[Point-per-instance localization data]
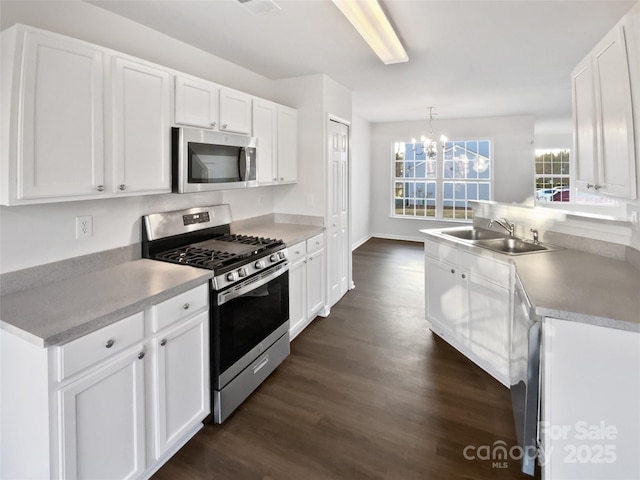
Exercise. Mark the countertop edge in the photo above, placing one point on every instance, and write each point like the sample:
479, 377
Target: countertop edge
540, 309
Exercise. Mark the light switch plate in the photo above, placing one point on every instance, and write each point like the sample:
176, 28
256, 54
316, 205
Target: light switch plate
84, 226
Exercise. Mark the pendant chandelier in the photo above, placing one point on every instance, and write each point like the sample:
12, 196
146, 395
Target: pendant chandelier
427, 144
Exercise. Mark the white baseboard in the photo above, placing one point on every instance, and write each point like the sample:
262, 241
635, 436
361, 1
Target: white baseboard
417, 238
360, 242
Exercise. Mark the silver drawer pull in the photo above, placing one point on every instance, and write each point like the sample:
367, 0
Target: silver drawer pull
258, 367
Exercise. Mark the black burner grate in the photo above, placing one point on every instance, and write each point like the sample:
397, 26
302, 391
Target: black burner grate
196, 257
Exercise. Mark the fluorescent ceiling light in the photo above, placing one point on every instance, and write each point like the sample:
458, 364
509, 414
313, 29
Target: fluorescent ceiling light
370, 21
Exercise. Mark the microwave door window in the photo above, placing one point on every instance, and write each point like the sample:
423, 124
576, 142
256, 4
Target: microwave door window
213, 163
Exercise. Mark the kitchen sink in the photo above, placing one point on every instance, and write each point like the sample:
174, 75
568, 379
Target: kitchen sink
497, 241
474, 234
514, 246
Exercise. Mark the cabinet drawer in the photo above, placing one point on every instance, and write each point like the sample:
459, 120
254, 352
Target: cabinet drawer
180, 307
297, 251
100, 345
441, 251
489, 269
315, 243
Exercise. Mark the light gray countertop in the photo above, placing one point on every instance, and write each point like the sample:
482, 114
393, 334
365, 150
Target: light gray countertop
572, 285
61, 311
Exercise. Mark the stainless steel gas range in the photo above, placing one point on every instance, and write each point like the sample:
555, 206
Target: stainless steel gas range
249, 295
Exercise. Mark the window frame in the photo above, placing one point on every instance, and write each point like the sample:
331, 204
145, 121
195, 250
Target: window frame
439, 180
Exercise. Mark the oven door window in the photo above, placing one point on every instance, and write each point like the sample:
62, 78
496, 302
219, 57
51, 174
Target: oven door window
215, 163
242, 323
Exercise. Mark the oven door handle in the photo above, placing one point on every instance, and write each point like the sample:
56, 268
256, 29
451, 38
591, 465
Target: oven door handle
252, 284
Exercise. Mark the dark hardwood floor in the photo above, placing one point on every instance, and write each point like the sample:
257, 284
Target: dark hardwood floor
367, 393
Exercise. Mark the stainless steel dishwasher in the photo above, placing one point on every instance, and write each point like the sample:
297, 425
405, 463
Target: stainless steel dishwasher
524, 376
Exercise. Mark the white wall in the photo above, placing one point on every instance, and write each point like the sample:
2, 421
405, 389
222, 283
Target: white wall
360, 180
37, 234
315, 97
513, 149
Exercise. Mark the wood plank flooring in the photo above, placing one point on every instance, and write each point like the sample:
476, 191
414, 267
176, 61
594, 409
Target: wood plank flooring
367, 393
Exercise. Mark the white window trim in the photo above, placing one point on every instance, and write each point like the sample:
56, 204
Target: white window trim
439, 180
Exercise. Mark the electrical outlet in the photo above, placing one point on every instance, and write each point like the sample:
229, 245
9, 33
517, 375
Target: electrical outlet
84, 227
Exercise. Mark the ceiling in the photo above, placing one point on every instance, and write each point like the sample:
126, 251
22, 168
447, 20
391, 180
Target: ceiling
466, 58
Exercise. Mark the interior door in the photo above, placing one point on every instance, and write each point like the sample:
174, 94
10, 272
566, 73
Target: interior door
339, 249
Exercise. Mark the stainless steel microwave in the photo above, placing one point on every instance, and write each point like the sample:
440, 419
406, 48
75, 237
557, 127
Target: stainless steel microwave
204, 160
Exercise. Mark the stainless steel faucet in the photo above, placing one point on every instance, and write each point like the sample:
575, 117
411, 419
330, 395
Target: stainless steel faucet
504, 223
535, 235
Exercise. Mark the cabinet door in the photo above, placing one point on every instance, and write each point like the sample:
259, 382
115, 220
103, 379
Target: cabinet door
103, 419
445, 291
617, 172
297, 296
141, 128
489, 317
287, 145
196, 103
61, 130
182, 378
235, 111
264, 129
315, 283
584, 125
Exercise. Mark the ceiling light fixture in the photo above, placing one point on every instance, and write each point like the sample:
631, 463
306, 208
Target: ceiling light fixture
257, 7
428, 144
370, 21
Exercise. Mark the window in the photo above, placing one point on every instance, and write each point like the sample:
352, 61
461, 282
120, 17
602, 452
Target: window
552, 176
553, 180
421, 189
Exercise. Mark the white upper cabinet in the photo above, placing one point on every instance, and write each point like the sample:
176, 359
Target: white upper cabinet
141, 124
235, 111
265, 121
276, 128
604, 144
56, 145
287, 144
196, 103
80, 121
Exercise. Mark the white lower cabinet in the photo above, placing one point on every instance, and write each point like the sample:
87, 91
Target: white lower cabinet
113, 404
181, 397
102, 421
307, 291
468, 302
590, 401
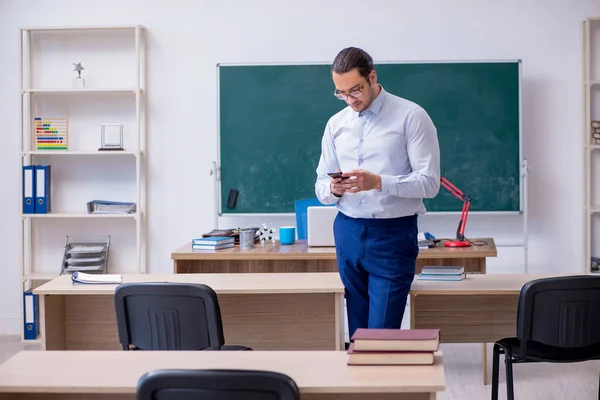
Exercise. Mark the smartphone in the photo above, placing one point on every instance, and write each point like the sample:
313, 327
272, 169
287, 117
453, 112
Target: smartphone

▸ **WHAT YOU HAVE TO DO**
Line by line, transcribe the records exactly, omitting the images.

▸ **TASK ANSWER**
Exercise. Mark the countertop edge in the photo above, placing one point on every instance, and write each point like the sample:
479, 377
Target: countertop edge
540, 309
Exercise. Mark the light switch plate in the photo above, placing one point on every instance, and write each point like the sample:
176, 28
256, 54
316, 205
Target: light switch plate
84, 226
Exercise. Mark the pendant chandelier in the photo above, placing one point on every instance, and write each point like the sample:
12, 196
146, 395
Target: pendant chandelier
427, 144
Exercise. Mark the white baseboard in the photo above, placing one point on every instance, and write each point like the sample:
262, 241
635, 436
361, 1
Target: white baseboard
417, 238
360, 242
Exercise. Mark the silver drawer pull in the photo above, placing one point on every instance, and write each point like the sample:
367, 0
Target: silver drawer pull
258, 367
Exercise. Mark the black burner grate in the photo above, placing one point on every instance, and write each point like the sample:
397, 26
302, 391
Target: black burner grate
196, 257
Exercise. Mark the fluorescent ceiling light in the photo above, placing one point on every instance, and write each point like the sample:
458, 364
509, 414
313, 29
Target: fluorescent ceiling light
370, 21
Exercise. Mark the microwave door window in the photo above, placing one point on every instance, and write each point like the sample:
423, 124
576, 142
256, 4
Target: microwave door window
213, 163
Exercise. Mark the kitchen sink in the photo above, placing one point on every instance, and write each point like the sample:
174, 75
568, 379
Target: kitchen sink
497, 241
474, 234
514, 246
Exercise. Mark the cabinet drawer in the photo above, placing one point on every instance, and write each point like the sample:
459, 120
254, 352
Target: cabinet drawer
180, 307
297, 251
100, 345
441, 251
489, 269
315, 243
Exercise. Mark the light gray countertop in the photo above, placing one point on every instance, and write each point like the sample:
482, 114
393, 334
365, 150
Target: light gray countertop
572, 285
61, 311
Exercise. Mark the stainless steel gas range in the photo above, placing one point on every instance, and write each point like the sample:
555, 206
Target: stainless steel gas range
249, 295
Exercise. Mark the window frame in the photo above, placing one point on every instance, and write each point like the sample:
331, 204
145, 121
195, 250
Target: window frame
439, 180
Exercise. Mark the oven door window in the photo above, placing one point on every instance, and write each point like the sample:
62, 78
496, 302
219, 57
51, 174
Target: oven door window
215, 163
242, 323
Exercise. Mark the oven door handle in the photo above, placing one point on every instance, and write each point like the sample:
56, 268
256, 29
451, 38
591, 465
Target: oven door handle
252, 284
Exercise. Mark the dark hardwood floor in the photo above, placing one point on every instance, and write each point like the sample:
257, 284
Target: dark hardwood floor
367, 393
Exercise. Mark the stainless steel dishwasher in the photo above, placing one point on every instance, and write each point like the sample:
297, 425
405, 463
Target: stainless steel dishwasher
524, 376
Exercise. Mark the white wall in the photo above, placing one point on every instance, and write each point like the sample:
2, 421
405, 389
222, 283
Target: white wall
360, 180
37, 234
315, 97
513, 149
Exercise. Mark the wood plank flooring in the photo above, placing one point on every instance, and write each point like the sample:
476, 191
414, 267
176, 61
594, 409
Target: wood plank flooring
367, 393
Exercise. Mark the white window trim in the photo above, placing one point on every instance, and write each point like the sample:
56, 204
Target: white window trim
439, 180
Exercise. Mark the electrical outlet in the photo above, placing one point on every instance, and write each point like the sample:
229, 245
9, 33
517, 375
Target: electrical outlet
84, 227
Exercise. Mark the ceiling in the photo above, placing one point on every instance, and write each point like the sample:
126, 251
22, 168
447, 20
391, 180
Target: ceiling
466, 58
Exercise. Mark the interior door in the photo above, placing one point on every instance, and write each point like the sample:
174, 94
10, 272
566, 73
Target: interior door
339, 249
Exercise. Mark the stainless steel microwave in the photo above, placing one point on every instance, and write each point like the sample:
440, 419
406, 48
75, 237
557, 127
Target: stainless steel microwave
204, 160
Exercise. Mark the stainless steel faucet in the photo above, placing one point on every instance, and write each point like the sample:
575, 117
411, 419
330, 395
Target: stainless steel faucet
504, 223
535, 235
Exercise. Mark the cabinet door in the photo above, placing one point on every instance, and write each point like the sample:
259, 382
115, 220
103, 379
Target: cabinet door
103, 419
445, 291
617, 172
297, 296
141, 128
489, 317
287, 145
196, 103
61, 130
182, 378
235, 111
264, 129
315, 283
584, 125
Exercise. Mark the ceiling light fixture in the photo above, placing one point on every instance, and write each point like the sample:
631, 463
306, 208
Target: ceiling light fixture
257, 7
428, 144
370, 21
Exercise. Mark the window in the photo above, placing one point on every instance, and write each point like the sample:
352, 61
461, 282
120, 17
602, 452
Target: window
552, 176
553, 180
421, 189
Exercise. Mark the white upper cabinet in the photo above, placing one point on every instance, and write each point like the sample:
176, 359
Target: white upper cabinet
141, 124
235, 111
265, 121
276, 128
604, 144
56, 145
287, 144
196, 103
80, 121
Exercise. Mark the white lower cabinet in the photo above, placing one point on every instance, and write each point like the sample:
87, 91
Target: white lower cabinet
113, 404
181, 397
102, 421
307, 291
468, 302
590, 401
Exercise. Mark the smartphone in the photo above, placing one point on every instance, and write each point like the sample:
313, 327
272, 169
287, 117
453, 112
Target: smartphone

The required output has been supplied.